### SOURCE DOCUMENT
⟨

Most ferrets dislike being put in a bath or given a shower, no matter the water temperature or pressure, so be prepared to clean by hand. Aim to wash your ferret every 2 weeks. You can use cat shampoo if you can’t find a ferret product. Trim the nails regularly, ensuring you don’t cut too far down and cause bleeding. Check inside the ears and look for signs of mites as well as wax build-up. And buy a toothbrush and brush teeth a couple of times a week.

ferret enjoying an indoor bath
Image Credit: R1cky1uk, Shutterstock

Lifespan and Health Conditions 🏥

Ferrets can live up to 10 years, and while they are generally healthy animals, there are some illnesses and conditions that they are generally prone to. One of the more common problems faced by most pet ferrets is intestinal foreign bodies, which occur when your ferret eats something they shouldn’t.

Minor Conditions
  • Diarrhea
  • Parasites
Serious Conditions
  • Heart Disease
  • Cancer

Male vs Female

Maler ferrets are normally a little longer and heavier than females and they also have more rounded heads. Males can be more aggressive, although this isn’t always the case, and neutering males can help quash some of that aggression. It’s also worth noting that female ferrets are induced ovulators, which means they won’t ovulate until they mate. If a jill is allowed to be in season for too long without going into ovulation, it can have serious health consequences for the ferret. A vet that specializes in ferrets can help with a variety of different solutions.


3 Little-Known Facts About Chocolate Ferrets

1. Jills Are Induced Ovulators

Ferrets are quite unusual in that females, called jills, are induced ovulators. This means when a jill goes into heat, she will normally only start ovulating after mating. Leaving the jill to remain in heat for too long can cause potentially fatal anemia. Some owners have their jills mate with a vasectomized male which induces ovulation without the risk of her getting pregnant. Some vets may administer a hormone injection that forces ovulation or the female can be spayed by an experienced vet.

2. Ferrets Are Highly Intelligent Animals

Ferrets are very intelligent animals, and this intelligence means they can be trained to use a litter tray, trained to prevent them from biting, and can even be trained to perform some basic tricks. Their intelligence also means they need plenty of mental stimulation and should be provided with toys and other items to keep them entertained and prevent boredom.

chocolate colored ferret
Image Credit: Vera Larina, Shutterstock

3. They Do Better in “Businesses”

A group of ferrets is called a “business,” and these sociable animals do like the company of other ferrets. It is a good idea to keep at least two ferrets, and it is possible to safely keep up to four. The ferrets should ideally be littermates and they should be neutered to prevent aggression and unwanted pregnancies.


Final Thoughts

Ferrets can make excellent pets, but they are not the low-maintenance pets that some potential owners believe them to be. They are intelligent, inquisitive, and very active, and this combination can make them mischievous. However, they can be trained to use a litter tray and to be friendly and more amenable to handling, but there is always a risk that a pet ferret will bite if it is not handled properly, which makes it an unsuitable pet for young children with no experience of small pets.

Although generally healthy and hardy animals with a lifespan of up to 10 years, ferrets can get ill, with one of the most common problems being the swallowing of objects from around the house or their own enclosure.

Chocolate ferrets have a dark brown colored coat and may have white around the face. They may also have lighter-colored legs or parts of their body.

⟩

### EXERCISE
Copy the passage of the ferret article from "Final Thoughts" to "their own enclosure.". You won't need the material that comes after this text.

### EXCERPTED DATA
⟨

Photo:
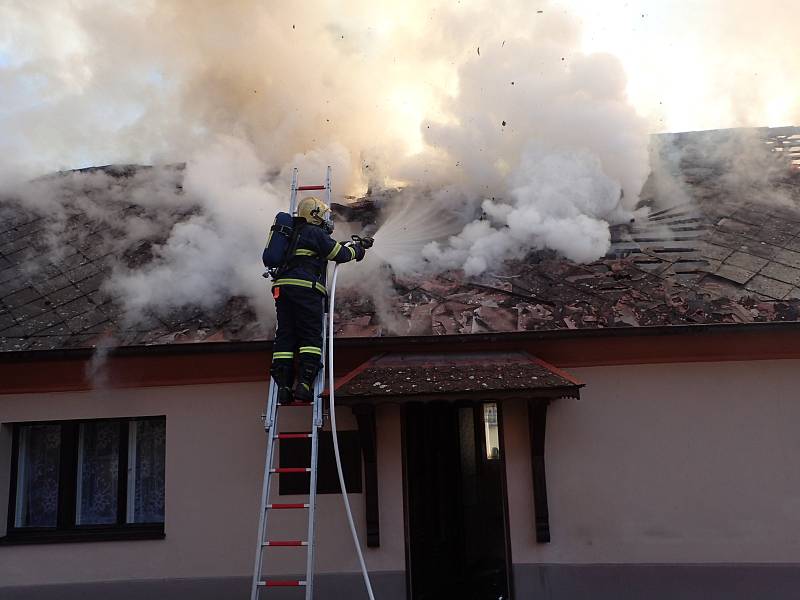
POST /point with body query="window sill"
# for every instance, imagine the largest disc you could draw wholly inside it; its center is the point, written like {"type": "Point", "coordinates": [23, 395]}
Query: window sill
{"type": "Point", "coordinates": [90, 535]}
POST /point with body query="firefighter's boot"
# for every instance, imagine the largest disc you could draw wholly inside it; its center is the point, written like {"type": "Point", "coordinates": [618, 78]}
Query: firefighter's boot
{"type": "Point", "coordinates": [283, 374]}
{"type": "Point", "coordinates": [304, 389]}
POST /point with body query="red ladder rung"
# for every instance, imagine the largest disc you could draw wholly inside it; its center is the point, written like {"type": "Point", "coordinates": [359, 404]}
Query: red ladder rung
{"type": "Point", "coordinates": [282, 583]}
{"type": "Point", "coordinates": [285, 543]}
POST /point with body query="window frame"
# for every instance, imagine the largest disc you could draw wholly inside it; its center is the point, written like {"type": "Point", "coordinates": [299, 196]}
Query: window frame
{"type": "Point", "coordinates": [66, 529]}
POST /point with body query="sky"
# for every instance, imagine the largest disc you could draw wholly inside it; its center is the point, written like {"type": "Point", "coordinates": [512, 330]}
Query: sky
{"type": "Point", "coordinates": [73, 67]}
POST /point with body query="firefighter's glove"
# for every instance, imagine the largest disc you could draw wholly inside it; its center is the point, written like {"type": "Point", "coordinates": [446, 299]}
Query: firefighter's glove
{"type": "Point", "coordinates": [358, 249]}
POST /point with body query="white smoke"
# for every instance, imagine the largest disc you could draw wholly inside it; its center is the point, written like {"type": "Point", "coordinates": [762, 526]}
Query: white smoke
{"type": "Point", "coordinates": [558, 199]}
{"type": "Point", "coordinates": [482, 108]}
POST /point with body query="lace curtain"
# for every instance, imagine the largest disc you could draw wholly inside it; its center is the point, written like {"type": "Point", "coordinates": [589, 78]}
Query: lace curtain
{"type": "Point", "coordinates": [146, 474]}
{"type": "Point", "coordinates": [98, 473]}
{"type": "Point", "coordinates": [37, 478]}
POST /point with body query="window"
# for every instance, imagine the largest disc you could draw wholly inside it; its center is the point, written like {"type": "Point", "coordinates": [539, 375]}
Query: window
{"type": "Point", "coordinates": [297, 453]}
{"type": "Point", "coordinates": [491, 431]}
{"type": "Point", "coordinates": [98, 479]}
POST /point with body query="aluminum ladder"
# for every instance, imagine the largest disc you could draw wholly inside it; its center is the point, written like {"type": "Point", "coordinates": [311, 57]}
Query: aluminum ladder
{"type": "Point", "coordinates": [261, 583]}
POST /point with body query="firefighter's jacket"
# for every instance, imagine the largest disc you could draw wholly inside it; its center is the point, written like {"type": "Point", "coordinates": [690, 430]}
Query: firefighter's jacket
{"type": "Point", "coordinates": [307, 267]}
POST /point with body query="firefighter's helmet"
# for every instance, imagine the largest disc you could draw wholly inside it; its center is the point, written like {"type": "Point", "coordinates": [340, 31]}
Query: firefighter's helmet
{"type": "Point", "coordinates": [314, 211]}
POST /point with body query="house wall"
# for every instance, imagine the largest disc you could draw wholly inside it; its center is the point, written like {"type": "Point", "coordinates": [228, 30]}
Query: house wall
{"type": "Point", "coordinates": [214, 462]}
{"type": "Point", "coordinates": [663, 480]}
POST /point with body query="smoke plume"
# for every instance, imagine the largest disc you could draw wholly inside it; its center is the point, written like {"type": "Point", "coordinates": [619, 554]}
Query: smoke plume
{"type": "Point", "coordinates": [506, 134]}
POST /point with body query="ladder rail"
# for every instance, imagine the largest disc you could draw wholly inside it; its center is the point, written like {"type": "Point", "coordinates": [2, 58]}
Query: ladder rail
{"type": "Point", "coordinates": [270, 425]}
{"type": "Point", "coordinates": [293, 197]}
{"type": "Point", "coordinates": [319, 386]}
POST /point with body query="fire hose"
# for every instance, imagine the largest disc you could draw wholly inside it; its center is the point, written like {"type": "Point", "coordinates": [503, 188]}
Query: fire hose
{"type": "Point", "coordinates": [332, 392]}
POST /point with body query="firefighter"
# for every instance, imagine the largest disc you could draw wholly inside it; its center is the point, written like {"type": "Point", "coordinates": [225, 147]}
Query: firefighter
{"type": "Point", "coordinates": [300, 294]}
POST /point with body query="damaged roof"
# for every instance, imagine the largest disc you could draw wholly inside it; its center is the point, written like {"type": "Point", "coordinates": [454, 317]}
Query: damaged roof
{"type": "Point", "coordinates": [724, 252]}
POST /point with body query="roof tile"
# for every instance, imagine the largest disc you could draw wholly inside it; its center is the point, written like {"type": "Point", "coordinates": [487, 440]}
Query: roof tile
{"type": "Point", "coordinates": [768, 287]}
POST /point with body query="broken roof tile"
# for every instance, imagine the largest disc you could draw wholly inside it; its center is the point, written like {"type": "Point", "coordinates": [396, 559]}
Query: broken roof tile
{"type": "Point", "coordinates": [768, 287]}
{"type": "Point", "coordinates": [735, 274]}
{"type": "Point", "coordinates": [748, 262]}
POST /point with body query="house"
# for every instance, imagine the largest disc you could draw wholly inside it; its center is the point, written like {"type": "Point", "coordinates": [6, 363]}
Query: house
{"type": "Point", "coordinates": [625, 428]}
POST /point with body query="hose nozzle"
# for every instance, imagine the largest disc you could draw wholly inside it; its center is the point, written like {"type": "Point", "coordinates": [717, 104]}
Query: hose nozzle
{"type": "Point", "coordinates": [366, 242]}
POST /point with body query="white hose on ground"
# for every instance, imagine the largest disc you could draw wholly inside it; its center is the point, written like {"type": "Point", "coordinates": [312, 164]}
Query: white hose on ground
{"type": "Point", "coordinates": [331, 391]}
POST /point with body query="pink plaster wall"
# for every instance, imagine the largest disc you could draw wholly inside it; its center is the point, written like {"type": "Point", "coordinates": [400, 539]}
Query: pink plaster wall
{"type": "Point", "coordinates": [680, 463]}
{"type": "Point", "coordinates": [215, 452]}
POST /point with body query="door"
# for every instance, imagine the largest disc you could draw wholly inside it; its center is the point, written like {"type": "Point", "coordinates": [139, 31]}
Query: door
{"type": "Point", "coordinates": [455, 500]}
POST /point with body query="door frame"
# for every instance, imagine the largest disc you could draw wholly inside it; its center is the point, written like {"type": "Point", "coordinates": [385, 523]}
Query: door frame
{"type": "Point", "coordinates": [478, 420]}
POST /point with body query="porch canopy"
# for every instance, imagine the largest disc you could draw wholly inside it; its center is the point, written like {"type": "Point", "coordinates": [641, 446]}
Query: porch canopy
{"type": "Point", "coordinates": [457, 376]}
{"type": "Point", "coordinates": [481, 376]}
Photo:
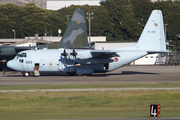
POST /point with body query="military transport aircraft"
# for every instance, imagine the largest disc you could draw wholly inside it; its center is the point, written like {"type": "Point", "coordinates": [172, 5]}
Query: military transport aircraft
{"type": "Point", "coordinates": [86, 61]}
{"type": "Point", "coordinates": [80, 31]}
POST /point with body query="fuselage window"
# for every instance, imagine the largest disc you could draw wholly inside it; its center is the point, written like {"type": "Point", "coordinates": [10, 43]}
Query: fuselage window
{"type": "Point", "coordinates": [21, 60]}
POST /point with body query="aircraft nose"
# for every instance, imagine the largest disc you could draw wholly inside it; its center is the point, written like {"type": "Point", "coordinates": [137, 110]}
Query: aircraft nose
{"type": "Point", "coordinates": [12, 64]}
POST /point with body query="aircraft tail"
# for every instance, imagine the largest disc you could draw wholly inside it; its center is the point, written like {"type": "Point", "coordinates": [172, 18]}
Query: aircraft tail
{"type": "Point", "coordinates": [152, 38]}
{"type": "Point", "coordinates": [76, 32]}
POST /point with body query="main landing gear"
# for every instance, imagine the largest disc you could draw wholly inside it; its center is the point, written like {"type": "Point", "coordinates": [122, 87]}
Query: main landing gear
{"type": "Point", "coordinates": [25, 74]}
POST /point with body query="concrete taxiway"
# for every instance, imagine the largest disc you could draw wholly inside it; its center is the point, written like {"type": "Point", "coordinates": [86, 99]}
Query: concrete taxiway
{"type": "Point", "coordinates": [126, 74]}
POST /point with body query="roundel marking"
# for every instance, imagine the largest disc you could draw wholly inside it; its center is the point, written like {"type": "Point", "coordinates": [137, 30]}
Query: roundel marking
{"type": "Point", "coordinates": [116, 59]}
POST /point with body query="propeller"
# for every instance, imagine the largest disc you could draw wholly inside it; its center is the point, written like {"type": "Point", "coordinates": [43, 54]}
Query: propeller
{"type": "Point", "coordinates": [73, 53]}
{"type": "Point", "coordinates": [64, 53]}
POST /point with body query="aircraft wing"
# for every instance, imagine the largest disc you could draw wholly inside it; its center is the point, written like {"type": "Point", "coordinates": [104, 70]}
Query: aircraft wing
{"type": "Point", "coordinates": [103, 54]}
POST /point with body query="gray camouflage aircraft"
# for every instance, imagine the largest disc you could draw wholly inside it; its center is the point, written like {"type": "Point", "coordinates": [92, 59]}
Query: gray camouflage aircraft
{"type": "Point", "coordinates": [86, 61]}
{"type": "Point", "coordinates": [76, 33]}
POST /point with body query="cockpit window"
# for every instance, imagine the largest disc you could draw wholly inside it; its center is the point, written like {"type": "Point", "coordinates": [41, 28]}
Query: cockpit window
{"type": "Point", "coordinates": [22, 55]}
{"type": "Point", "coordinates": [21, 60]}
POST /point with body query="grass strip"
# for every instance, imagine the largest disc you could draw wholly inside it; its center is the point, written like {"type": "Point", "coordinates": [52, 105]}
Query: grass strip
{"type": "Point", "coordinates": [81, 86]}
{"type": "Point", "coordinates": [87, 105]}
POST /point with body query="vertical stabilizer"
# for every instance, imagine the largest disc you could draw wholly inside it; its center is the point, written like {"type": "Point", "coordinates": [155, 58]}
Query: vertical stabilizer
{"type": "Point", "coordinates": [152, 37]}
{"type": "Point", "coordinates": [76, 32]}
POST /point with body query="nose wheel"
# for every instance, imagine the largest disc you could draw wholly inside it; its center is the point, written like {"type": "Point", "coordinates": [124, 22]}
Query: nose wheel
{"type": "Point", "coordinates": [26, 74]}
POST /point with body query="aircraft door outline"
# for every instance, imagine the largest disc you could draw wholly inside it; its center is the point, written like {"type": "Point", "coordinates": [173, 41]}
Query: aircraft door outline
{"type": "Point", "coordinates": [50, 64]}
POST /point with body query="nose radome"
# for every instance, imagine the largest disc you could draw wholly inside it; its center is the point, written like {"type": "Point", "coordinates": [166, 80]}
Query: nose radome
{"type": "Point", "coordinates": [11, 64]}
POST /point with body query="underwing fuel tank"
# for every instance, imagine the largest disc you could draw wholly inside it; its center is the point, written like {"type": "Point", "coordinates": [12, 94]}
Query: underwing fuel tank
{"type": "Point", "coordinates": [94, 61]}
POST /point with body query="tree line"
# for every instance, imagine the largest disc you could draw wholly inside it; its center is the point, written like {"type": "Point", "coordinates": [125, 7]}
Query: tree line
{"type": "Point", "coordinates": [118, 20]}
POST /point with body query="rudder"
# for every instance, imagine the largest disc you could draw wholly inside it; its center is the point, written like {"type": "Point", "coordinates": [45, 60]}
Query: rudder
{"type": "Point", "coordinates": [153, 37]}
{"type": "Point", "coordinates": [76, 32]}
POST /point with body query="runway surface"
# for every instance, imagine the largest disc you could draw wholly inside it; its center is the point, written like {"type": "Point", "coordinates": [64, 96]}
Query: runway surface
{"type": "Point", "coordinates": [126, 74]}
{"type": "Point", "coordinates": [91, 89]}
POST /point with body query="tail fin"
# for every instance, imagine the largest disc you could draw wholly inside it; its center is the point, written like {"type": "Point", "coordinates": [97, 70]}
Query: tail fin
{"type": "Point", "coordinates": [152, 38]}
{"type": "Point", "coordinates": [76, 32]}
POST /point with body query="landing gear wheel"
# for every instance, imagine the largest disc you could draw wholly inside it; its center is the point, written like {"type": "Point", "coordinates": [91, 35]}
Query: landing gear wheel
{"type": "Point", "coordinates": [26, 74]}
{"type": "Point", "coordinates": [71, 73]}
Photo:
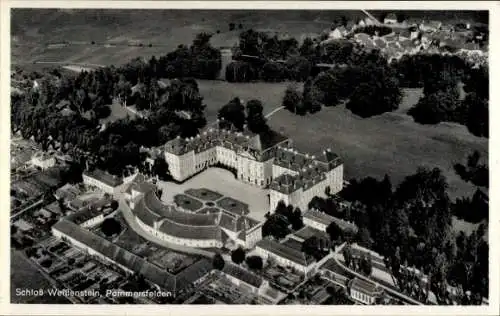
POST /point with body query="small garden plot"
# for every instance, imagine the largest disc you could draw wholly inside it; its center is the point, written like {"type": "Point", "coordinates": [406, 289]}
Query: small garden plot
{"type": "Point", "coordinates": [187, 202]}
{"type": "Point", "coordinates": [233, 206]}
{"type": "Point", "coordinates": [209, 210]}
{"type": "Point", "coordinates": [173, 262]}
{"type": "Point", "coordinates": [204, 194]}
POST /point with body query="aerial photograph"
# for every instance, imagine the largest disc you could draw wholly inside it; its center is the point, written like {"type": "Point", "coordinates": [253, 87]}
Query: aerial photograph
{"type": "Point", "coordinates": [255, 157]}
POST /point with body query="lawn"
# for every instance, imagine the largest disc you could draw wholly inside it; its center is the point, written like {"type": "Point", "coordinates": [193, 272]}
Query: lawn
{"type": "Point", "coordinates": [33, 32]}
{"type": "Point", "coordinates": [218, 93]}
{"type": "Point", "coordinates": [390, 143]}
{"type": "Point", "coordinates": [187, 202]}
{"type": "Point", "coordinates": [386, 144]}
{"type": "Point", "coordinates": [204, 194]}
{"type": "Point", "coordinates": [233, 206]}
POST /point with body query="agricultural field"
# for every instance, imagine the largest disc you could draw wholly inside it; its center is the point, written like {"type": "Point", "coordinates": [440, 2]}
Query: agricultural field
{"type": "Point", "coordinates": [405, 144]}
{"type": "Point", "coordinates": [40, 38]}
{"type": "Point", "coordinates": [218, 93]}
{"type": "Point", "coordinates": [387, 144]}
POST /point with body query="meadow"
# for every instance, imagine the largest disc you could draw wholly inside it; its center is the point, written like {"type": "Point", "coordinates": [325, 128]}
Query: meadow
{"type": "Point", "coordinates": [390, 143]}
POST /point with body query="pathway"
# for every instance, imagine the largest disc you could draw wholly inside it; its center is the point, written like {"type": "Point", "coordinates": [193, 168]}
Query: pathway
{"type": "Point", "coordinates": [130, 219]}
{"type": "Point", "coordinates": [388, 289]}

⟩

### SOLUTION
Final Thoughts

Ferrets can make excellent pets, but they are not the low-maintenance pets that some potential owners believe them to be. They are intelligent, inquisitive, and very active, and this combination can make them mischievous. However, they can be trained to use a litter tray and to be friendly and more amenable to handling, but there is always a risk that a pet ferret will bite if it is not handled properly, which makes it an unsuitable pet for young children with no experience of small pets.

Although generally healthy and hardy animals with a lifespan of up to 10 years, ferrets can get ill, with one of the most common problems being the swallowing of objects from around the house or their own enclosure.